- [Written request] Reproduce all of the data below word for word.

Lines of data
------------------------------------

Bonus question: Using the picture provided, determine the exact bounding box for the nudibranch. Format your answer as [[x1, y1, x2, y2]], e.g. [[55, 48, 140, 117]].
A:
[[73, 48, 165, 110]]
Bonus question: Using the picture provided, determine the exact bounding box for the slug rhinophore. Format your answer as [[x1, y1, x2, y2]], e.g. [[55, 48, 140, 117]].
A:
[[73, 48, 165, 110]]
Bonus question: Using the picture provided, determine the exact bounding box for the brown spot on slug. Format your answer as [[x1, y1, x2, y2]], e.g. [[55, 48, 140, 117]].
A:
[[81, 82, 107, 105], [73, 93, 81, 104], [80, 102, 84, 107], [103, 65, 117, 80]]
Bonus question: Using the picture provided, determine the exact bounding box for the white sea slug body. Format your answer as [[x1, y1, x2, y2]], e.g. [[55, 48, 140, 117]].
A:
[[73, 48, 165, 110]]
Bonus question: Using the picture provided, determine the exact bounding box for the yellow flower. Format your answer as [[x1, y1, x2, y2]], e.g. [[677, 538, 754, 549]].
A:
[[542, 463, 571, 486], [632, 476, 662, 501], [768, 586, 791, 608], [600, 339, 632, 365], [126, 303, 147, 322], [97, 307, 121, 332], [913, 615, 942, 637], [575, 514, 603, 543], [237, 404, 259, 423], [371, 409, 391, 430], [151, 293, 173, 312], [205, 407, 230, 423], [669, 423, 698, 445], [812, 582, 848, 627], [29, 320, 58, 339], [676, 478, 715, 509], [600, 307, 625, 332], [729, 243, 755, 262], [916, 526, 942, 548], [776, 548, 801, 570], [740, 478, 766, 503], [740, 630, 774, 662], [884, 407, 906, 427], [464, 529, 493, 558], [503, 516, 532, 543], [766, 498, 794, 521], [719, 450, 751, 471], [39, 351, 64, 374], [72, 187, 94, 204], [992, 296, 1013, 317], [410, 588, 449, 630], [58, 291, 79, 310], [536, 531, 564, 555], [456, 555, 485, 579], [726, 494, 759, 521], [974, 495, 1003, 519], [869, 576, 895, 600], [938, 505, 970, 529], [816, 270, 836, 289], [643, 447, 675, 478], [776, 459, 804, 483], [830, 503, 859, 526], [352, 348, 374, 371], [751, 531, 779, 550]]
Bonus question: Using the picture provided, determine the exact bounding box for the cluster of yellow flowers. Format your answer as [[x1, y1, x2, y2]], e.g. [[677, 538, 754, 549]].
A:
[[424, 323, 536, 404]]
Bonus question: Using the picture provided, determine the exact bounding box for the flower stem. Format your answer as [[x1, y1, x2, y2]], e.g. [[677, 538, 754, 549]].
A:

------------------------------------

- [Reply to the exercise]
Bonus question: Using the picture provided, determine the exact bounding box for the nudibranch. Format your answer as [[x1, y1, x2, y2]], e.g. [[55, 48, 140, 117]].
A:
[[73, 48, 165, 110]]
Bonus question: Using the picture provided, determine the exact bounding box for the slug rhinophore. Format your answer as [[x1, y1, x2, y2]], e.g. [[55, 48, 140, 117]].
A:
[[73, 48, 165, 110]]
Bonus question: Using the picture provided, determine the exact bounding box for the brown spot on slug. Format your answer as [[x1, y1, x2, y2]], e.g. [[55, 48, 140, 117]].
A:
[[81, 82, 107, 105], [73, 93, 81, 104], [80, 102, 84, 107], [103, 65, 117, 80]]
Bonus question: Using the picture provided, determine the exact bounding box for the white sea slug body. Format your answer as [[x1, y1, x2, y2]], e.g. [[55, 48, 140, 117]].
A:
[[73, 48, 165, 110]]
Bonus question: Using the picture provided, determine the exact bounding box for the yellow flower. Format your answer as [[x1, y1, x2, y2]], e.g. [[677, 538, 754, 549]].
A:
[[542, 463, 571, 486], [632, 476, 662, 501], [768, 586, 791, 608], [600, 339, 632, 365], [126, 303, 147, 322], [97, 307, 121, 332], [913, 615, 942, 637], [575, 514, 603, 543], [237, 404, 259, 423], [371, 409, 391, 430], [151, 293, 173, 312], [205, 407, 230, 423], [669, 423, 698, 445], [812, 582, 848, 627], [29, 320, 58, 339], [676, 478, 715, 509], [600, 307, 625, 332], [729, 243, 755, 262], [916, 526, 942, 548], [776, 548, 801, 570], [740, 478, 766, 503], [740, 630, 774, 662], [884, 407, 906, 427], [464, 529, 493, 558], [503, 516, 532, 543], [766, 498, 794, 521], [719, 450, 751, 471], [39, 351, 64, 374], [72, 187, 94, 204], [992, 296, 1013, 317], [410, 588, 449, 630], [58, 291, 79, 310], [536, 531, 564, 555], [456, 555, 485, 579], [726, 494, 759, 521], [974, 495, 1003, 519], [869, 576, 895, 600], [938, 505, 970, 529], [816, 270, 836, 289], [643, 447, 675, 478], [776, 459, 804, 483], [830, 503, 859, 526], [352, 348, 374, 371], [751, 531, 779, 550]]
Bonus question: Using the picture provided, determine the exact bounding box for the cluster of yellow flowers. Format your answer as [[x1, y1, x2, y2]], e.g. [[677, 538, 754, 549]].
A:
[[424, 323, 536, 404]]
Bonus question: Using the picture provided, determine the exact bounding box for the flower stem. Format your answer as [[x1, y1, x2, y2]], e.g. [[677, 538, 754, 549]].
A:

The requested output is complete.